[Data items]
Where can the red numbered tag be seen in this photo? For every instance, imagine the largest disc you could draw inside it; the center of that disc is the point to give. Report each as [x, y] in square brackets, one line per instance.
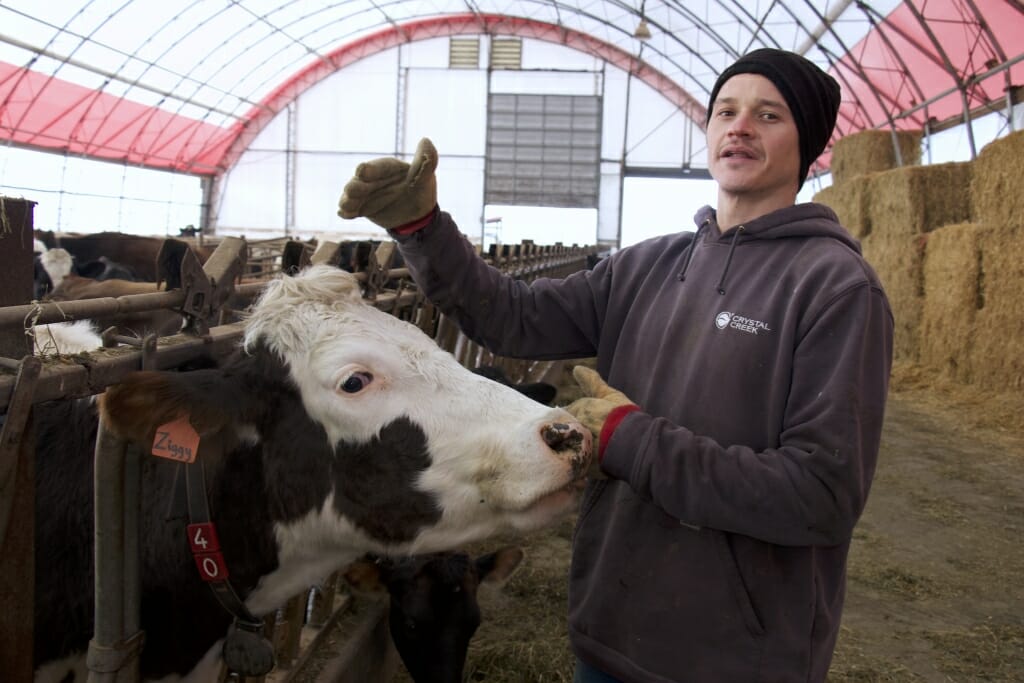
[211, 566]
[206, 549]
[176, 440]
[203, 538]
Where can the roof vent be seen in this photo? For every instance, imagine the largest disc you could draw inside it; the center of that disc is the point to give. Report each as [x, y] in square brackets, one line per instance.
[506, 53]
[464, 53]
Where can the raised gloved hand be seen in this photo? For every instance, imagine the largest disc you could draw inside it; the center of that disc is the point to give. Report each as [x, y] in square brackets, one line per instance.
[392, 193]
[599, 402]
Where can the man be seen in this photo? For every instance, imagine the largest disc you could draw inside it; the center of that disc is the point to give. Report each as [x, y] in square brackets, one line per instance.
[750, 363]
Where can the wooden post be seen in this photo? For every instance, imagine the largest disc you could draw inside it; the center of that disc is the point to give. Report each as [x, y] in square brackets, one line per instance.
[17, 550]
[15, 268]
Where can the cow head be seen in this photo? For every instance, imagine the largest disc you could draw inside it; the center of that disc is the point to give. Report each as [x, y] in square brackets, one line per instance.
[433, 610]
[372, 437]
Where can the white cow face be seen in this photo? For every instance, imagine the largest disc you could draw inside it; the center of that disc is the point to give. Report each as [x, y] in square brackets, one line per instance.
[496, 458]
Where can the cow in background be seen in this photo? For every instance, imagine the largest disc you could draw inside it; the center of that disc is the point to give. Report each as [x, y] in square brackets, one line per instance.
[336, 430]
[137, 253]
[433, 610]
[58, 278]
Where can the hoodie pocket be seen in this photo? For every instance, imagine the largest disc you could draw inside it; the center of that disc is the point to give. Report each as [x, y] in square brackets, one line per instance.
[735, 581]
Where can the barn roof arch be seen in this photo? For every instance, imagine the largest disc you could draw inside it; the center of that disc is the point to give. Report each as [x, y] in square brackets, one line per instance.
[183, 86]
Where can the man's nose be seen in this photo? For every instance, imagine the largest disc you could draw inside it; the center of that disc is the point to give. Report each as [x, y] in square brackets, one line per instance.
[740, 125]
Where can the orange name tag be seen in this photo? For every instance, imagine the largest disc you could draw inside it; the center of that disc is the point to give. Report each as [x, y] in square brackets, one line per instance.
[176, 440]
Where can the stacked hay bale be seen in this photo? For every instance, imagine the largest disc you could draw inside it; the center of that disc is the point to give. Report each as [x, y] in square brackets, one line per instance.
[995, 354]
[871, 151]
[946, 241]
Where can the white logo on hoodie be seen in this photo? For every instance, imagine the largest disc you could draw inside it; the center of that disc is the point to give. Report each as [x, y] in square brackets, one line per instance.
[741, 323]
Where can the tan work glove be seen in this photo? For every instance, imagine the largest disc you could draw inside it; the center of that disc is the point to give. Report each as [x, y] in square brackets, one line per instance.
[392, 193]
[593, 409]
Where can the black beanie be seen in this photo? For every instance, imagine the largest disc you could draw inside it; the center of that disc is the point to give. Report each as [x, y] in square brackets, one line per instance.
[813, 96]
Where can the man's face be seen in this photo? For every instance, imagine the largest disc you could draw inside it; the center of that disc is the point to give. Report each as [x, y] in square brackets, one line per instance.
[753, 143]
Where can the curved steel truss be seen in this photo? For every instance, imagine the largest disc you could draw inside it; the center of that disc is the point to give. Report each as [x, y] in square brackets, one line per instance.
[187, 87]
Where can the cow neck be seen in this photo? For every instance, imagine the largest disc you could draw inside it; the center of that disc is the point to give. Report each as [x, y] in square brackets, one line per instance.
[246, 650]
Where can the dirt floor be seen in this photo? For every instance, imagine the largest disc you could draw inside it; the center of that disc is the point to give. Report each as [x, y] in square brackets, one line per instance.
[936, 568]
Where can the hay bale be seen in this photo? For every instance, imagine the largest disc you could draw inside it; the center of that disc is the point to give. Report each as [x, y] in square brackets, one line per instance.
[903, 205]
[898, 260]
[871, 151]
[995, 188]
[995, 359]
[915, 200]
[850, 201]
[951, 272]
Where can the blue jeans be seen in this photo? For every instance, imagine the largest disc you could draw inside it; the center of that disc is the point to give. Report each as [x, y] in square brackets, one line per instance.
[584, 673]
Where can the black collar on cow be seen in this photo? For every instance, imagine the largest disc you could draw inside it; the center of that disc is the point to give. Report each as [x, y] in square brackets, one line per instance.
[246, 650]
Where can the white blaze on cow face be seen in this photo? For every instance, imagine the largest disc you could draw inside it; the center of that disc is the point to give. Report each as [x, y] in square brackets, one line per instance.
[495, 458]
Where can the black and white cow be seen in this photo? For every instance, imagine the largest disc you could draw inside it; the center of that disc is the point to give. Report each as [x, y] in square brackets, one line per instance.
[336, 430]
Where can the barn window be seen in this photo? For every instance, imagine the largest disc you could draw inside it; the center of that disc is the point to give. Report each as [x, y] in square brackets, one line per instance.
[543, 151]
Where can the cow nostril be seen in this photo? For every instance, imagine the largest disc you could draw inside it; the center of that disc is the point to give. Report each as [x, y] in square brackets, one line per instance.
[559, 435]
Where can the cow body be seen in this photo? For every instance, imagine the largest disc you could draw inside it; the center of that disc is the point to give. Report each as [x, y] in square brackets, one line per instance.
[337, 430]
[433, 610]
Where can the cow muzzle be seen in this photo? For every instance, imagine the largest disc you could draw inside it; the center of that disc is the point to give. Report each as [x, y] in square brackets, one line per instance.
[570, 440]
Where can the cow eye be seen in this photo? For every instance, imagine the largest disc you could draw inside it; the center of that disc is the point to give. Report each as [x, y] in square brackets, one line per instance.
[355, 382]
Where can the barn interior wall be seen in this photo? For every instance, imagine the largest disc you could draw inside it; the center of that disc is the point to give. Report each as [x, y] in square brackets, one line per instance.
[383, 104]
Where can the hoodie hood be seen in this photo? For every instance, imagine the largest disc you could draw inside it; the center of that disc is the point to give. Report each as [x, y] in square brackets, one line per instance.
[800, 220]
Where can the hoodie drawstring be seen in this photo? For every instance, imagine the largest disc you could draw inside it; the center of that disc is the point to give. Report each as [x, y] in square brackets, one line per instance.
[689, 251]
[728, 259]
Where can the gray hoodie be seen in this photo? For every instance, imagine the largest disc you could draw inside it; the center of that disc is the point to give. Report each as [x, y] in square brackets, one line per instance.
[760, 358]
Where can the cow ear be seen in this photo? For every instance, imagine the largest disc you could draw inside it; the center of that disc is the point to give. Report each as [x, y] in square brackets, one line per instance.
[497, 567]
[365, 577]
[144, 400]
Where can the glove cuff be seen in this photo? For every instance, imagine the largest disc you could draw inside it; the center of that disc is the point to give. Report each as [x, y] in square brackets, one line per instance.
[616, 415]
[416, 225]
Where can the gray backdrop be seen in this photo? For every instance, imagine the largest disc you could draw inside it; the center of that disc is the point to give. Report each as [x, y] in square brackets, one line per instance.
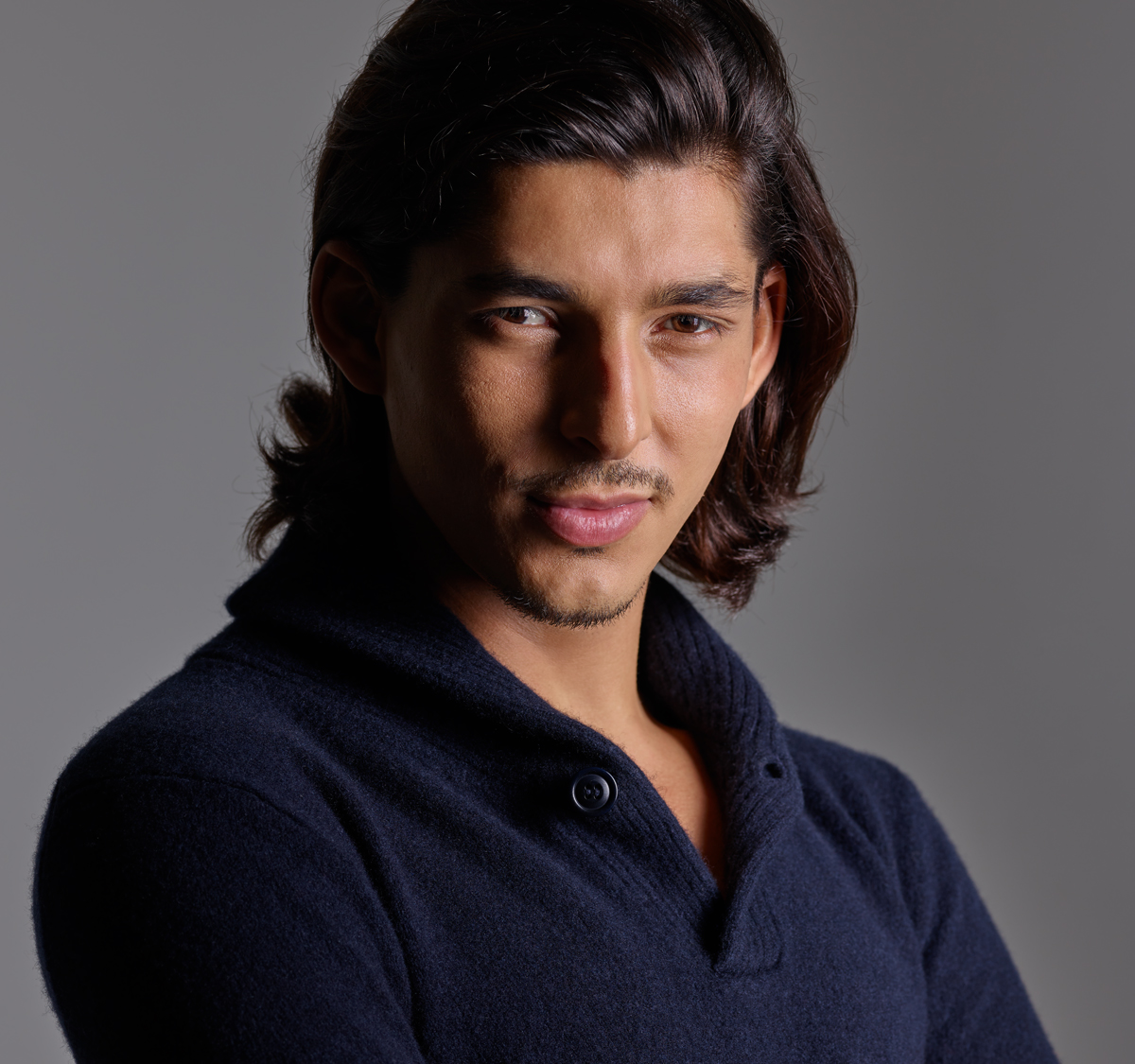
[959, 599]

▶ [PROBLEM TO WORK ON] An exact copy of the entries, without any pictures, is what the answer should be.

▶ [RESPONSE BELOW]
Where can the red numbered tag be seen in this photo? For every instance, imagine the largest disc you could draw inside it; the center of that disc is the point to give. Report each as [x, y] in square brackets, one line per instance.
[211, 566]
[206, 549]
[176, 440]
[203, 538]
Where can the roof vent be seen in this photo? For every instance, imagine the largest disc you could draw inside it; the center of that disc is the point to give. Report each as [x, y] in square brackets, one line per instance.
[506, 53]
[464, 53]
Where can the raised gloved hand be seen in this photo? For every instance, imagine the largest disc you could draw inside it; the center of that disc is the point to give. Report each as [x, y] in square brackets, one line per instance.
[392, 193]
[599, 402]
Where can the man be seen in this photo? For every instance, imagine the largest disc you could draw inside it; the center of that disc is the point to give. Report each as [x, y] in square brackets, one line per instance.
[750, 363]
Where can the wooden post be seen in this photo? For every instance, imagine the largest disc you could draw inside it; the center of that disc is the point to give. Report each as [x, y] in square brackets, one line per instance.
[17, 550]
[15, 268]
Where can the cow head be seen in this photo? For every instance, imagine the largest disc you could draw inside it; the center of that disc is the point to give. Report each as [x, y] in square brackets, one line per instance.
[433, 610]
[372, 437]
Where can the white cow face be seen in this photo? For every instance, imagine the largest disc you could draw inside it; the center of that disc is the point to give. Report each as [x, y] in square brackets, one line per instance.
[496, 458]
Where can the cow in background be seen in this photo? For every instance, imagine the largest disc you could draw inside it; the center of that disc is the point to give. Report each as [x, y] in square brackets, one line per instance.
[336, 430]
[137, 253]
[433, 610]
[58, 278]
Where can the hoodie pocket be seen in this photo? For every instance, imagine the largest disc you could draw inside it; the center of that disc is the point to give. Report each as [x, y] in square brackets, one line per instance.
[735, 581]
Where can the barn roof arch be seen in this photo? For every instance, imagine the largest disc you could draw inside it; the center of that disc is the point to give. Report each as [x, y] in square brackets, one line per instance.
[183, 86]
Where can the man's nose be seen in this photo? For every instance, imagine the largest disc you could draw inside it; the center of that disc is the point to give. Report each as [x, y] in square brackets, one line per instance.
[740, 125]
Where can the orange name tag be seen in this photo? For every instance, imagine the largest disc you could draw inside it; the center of that disc is the point to give. Report each as [x, y] in square brackets, one line per instance.
[176, 440]
Where can the stacked hay bale be seen in this photo? For every instance, imagine the largest disc you could draw inside it; the center of that disc is the point to give. Report each as [x, y] in square brackets, one line per instance.
[995, 354]
[871, 151]
[946, 241]
Where can the white logo on hoodie be seen in this photo? For every instance, imagine the largest disc you could draw inside it; the center of that disc is the point to give. Report each as [x, y] in square brackets, one line per instance.
[741, 323]
Where can the tan work glove be seen in this photo? For every instance, imagine the largest disc you could draw inside it; the center of that disc is the point to give. Report each as [x, y] in square brackets, one line per instance.
[392, 193]
[593, 409]
Where can the black beanie be seen in this photo? For every instance, imagine the largest disc you could draw inside it; the center of that disc is the point to give. Report each as [x, y] in square brackets, one line per instance.
[813, 96]
Where can the man's face be seen in this photo? For every instance, imagine the largest disc you could draw inside it; the center of that disc is the point to give. Report each as [x, y] in square brackets, one line per instance.
[753, 143]
Where can the curved steel truss be seen in this photo? For every instance, imagine the largest disc you could draw inside it; the center of that disc is the point to give. Report each as [x, y] in square brackets, one line per instance.
[187, 87]
Where can the cow neck be seen in this photo? For every instance, imagine the largest disc you could draw inside it; the center of that disc is the point to give. Report each as [x, y] in square brackets, one line per instance.
[246, 650]
Where can the dirt floor be seen in this photo? For every instance, imagine the largest disc you could draw inside it; the center of that disc is the point to give. Report each as [x, y] in square brackets, one line per instance.
[936, 568]
Where can the hay bale be seen in this photo? For every instance, imagine the largest disc you could draw inside it; the center of that disc is the point to give. Report each as [x, y] in square brackets, one line per instance.
[903, 205]
[898, 260]
[871, 151]
[995, 188]
[995, 359]
[915, 200]
[850, 201]
[951, 272]
Where can the blue jeans be seen in this photo? For every instance, imagine the largest disc you could draw inside it; the center of that disc is the point to give. Report each as [x, y] in square brackets, one line per instance.
[584, 673]
Where can the black collar on cow be seen in this photo? For every instance, imagine the largest disc you could draw inside it; the center of that disc is the point to give. Report each as [x, y] in square brackets, one line per instance.
[246, 650]
Where can the white blaze on cow face be seen in this photo? For every instance, imagine the largest disc you could draw inside it; the center of that disc is the point to give. Report each as [x, y] in square brackets, one line per instance.
[495, 458]
Where can the black and white cow be seen in this photo? For every instance, imagine the largest disc you could draw inside it; the center of that disc is the point to give. Report each as [x, y] in square brackets, one line per instance.
[336, 430]
Where can the barn window be seen in this photo? For every instance, imagine the largest disc you could draw inside it; the center of that disc is the point to give. Report each as [x, y] in square brackets, one line per instance.
[543, 151]
Where can the cow nostril be seen in this photo? For every instance, imagine the largest disc you could draw inside it; the center of that disc is the point to give. Report each as [x, y] in square brackets, one line per instance.
[559, 435]
Where can the cow body be seen in this photo? For every instance, imagine the largest disc you could draw inside it; the center of that disc is the point to give. Report each as [x, y] in square brackets, one line per instance.
[337, 430]
[433, 610]
Where can the cow muzzle be seen in this photo? For every instance, imagine the largest disc you could draw inside it; the center of that disc is the point to give. Report each as [x, y] in square brackets, one line per instance.
[570, 440]
Where can the cow eye be seen in this photo? For every instance, imagine the largest disc you could draw inside it; the center of that disc is the point to give. Report each as [x, y] in square brackets, one line per instance.
[355, 382]
Where can the barn interior wall be seen in this photo? For every instance, imagine the largest disc you could draw inside it; the center of that disc is the point to give. Report each as [x, y] in square brackets, one line per instance.
[383, 104]
Where can the hoodie hood be seen in this photo? For every instance, imagine the largest disc you could draw inside it; the center of that disc is the point to give. Report each as [x, y] in square brackets, one line per instance.
[800, 220]
Where can the hoodie drawstring be seen in this photo? For every instance, imagine the largest disc you could draw inside it; the center of that disc is the point to give. Report each as [x, y] in square brackets, one line per instance.
[689, 251]
[728, 259]
Where can the gray hoodie be seen in this photo? For every instance, imagine the largest disc you could draw inside it; the center of that disc is the point to give. Report each as [x, y] in square brackets, one line per instance.
[760, 358]
Where can the cow ear be seen in this photo? For every instance, imagine the largest disc you could draw inside it; the center of that disc is the point to give. Report each as [x, y] in square brackets, one line per instance.
[497, 567]
[365, 577]
[144, 400]
Where can the glove cuff be seen in this photo? For every instance, imagine the largest disc you could draw inside it; the center of that disc is the point to give. Report each as [x, y] in square brackets, one line per instance.
[616, 415]
[416, 225]
Where can the gray backdrop be seen in this photo? For every instance, imagine the largest disc you could draw inside it; the center of that disc is the point to give. Report each as [x, y] in square brackets, one line per instance.
[959, 599]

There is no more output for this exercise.